─── Material provided

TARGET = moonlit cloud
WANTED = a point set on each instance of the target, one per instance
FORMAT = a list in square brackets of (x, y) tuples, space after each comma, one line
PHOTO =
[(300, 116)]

──────
─── Material provided

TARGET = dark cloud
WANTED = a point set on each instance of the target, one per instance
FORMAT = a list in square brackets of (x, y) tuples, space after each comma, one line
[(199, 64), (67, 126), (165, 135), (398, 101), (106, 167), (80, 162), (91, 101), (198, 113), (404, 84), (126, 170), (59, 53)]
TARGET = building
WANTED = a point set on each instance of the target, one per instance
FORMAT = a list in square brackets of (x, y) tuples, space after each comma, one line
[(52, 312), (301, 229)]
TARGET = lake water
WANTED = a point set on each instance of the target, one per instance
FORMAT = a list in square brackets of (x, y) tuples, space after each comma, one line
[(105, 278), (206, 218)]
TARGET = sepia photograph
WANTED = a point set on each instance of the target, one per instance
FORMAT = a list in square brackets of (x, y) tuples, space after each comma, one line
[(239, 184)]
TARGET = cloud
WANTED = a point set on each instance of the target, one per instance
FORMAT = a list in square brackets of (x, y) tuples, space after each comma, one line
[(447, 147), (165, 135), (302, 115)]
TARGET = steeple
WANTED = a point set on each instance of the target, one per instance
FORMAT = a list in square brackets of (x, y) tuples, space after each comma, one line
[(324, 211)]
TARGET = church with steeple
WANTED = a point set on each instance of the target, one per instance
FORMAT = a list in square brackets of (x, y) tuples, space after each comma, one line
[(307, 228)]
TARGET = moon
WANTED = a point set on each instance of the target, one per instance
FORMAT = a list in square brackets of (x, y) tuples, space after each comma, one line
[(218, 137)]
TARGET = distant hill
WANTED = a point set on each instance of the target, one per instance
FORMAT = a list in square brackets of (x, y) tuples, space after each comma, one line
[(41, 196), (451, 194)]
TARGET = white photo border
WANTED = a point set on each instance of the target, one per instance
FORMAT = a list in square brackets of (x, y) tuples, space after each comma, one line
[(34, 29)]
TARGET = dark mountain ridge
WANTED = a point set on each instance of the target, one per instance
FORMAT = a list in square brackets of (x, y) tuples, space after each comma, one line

──────

- _What to do_: What lines in the data above contain the word "steeple"? Copy them all.

- _Exercise response_:
TARGET = steeple
TARGET = church with steeple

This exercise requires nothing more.